## EXERCISE BRIEF
Reproduce every line of the records below verbatim, omitting the pictures from your answer.

## MATERIAL TO PROCESS
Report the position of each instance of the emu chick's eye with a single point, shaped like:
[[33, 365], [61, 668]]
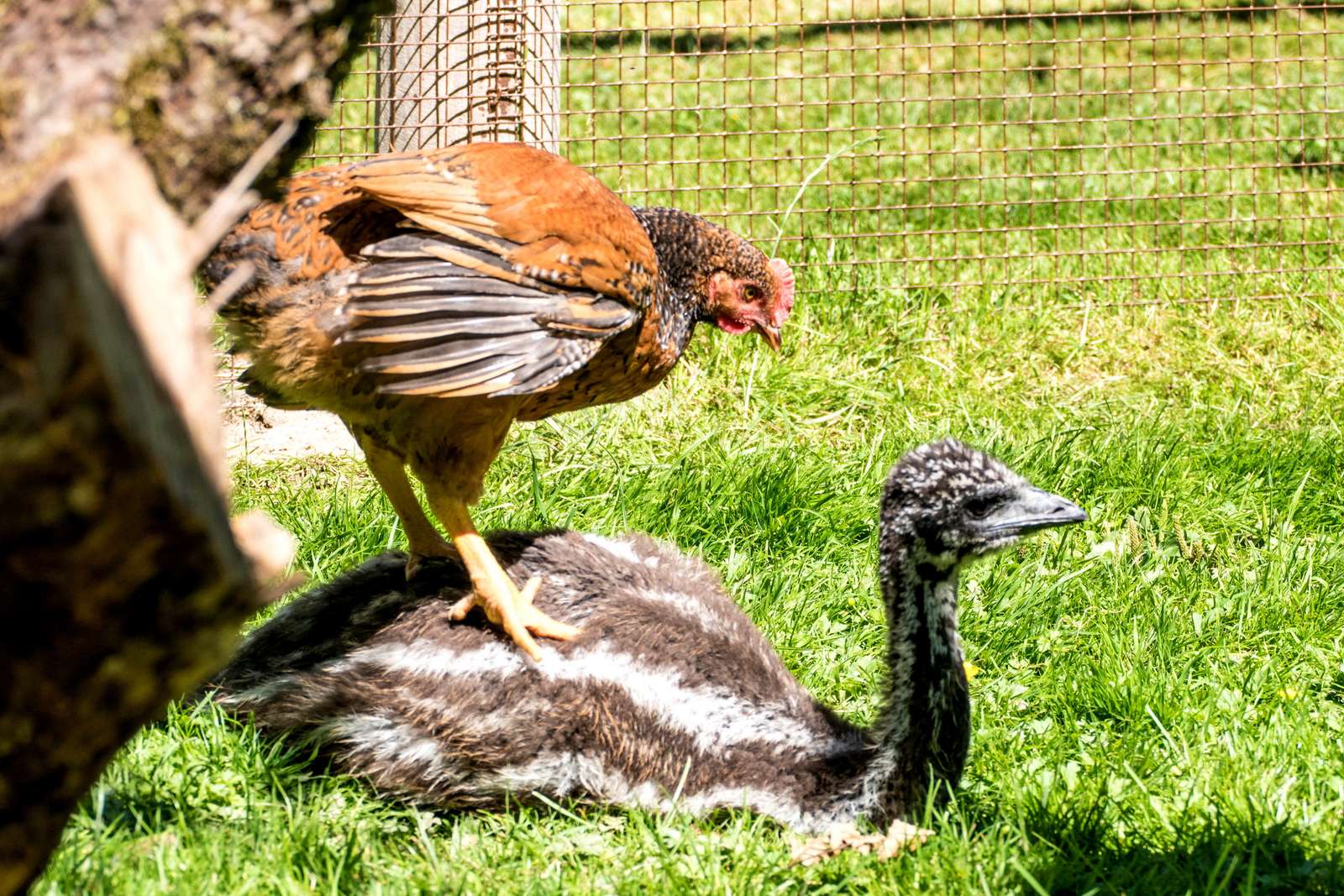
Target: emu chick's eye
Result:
[[980, 506]]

## RESPONSE TO THIS EXERCISE
Report the position of each instance of the emu chick's eye with a single point, shaped like:
[[33, 365], [61, 668]]
Target: emu chick's eye
Result:
[[980, 506]]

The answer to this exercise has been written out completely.